Required action —
Which lines of the records below contain the word "dark"? Show each one.

Available data —

Content starts

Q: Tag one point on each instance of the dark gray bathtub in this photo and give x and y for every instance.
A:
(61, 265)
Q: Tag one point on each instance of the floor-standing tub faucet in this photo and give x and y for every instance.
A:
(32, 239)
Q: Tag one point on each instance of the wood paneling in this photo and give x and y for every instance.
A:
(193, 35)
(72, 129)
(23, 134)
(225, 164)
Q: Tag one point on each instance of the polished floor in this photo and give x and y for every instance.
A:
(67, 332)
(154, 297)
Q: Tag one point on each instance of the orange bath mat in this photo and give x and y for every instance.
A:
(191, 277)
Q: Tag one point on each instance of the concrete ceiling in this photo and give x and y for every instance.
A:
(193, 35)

Content ends
Content starts

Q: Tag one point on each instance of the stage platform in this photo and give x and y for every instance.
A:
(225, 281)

Content ends
Content starts

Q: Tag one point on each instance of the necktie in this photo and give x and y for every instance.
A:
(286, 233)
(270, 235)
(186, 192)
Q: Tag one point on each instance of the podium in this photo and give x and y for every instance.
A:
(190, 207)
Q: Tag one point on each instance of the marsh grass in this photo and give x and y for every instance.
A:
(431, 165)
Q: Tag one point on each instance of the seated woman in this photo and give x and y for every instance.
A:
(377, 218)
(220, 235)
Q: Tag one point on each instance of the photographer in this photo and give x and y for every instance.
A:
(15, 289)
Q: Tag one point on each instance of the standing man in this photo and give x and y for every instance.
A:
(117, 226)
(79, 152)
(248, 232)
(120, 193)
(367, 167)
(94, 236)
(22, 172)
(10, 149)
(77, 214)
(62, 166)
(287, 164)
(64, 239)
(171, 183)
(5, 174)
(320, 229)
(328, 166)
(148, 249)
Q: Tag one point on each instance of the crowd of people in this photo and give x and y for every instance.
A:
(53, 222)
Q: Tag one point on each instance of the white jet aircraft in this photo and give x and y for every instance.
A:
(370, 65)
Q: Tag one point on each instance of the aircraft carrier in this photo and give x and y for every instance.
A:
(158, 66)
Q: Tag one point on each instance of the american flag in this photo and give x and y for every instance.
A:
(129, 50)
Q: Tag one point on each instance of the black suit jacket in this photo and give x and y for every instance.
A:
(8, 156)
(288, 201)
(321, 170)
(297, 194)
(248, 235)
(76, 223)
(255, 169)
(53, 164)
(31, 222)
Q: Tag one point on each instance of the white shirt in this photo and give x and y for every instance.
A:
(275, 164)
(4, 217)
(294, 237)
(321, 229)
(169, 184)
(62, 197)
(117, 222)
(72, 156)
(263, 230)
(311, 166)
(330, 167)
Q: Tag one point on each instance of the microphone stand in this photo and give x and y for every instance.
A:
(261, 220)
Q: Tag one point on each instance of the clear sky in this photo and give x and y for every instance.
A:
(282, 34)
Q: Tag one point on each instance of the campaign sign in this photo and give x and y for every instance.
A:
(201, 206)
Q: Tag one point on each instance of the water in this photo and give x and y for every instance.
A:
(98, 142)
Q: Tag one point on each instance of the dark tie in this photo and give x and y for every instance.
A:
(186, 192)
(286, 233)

Content ends

Answer area —
Q: Tag one point on each instance of the dark gray bathtub in this photo and give x and y for every instance.
Q: Tag one point on each instance of the dark tie in this photo and give x and y for every instance.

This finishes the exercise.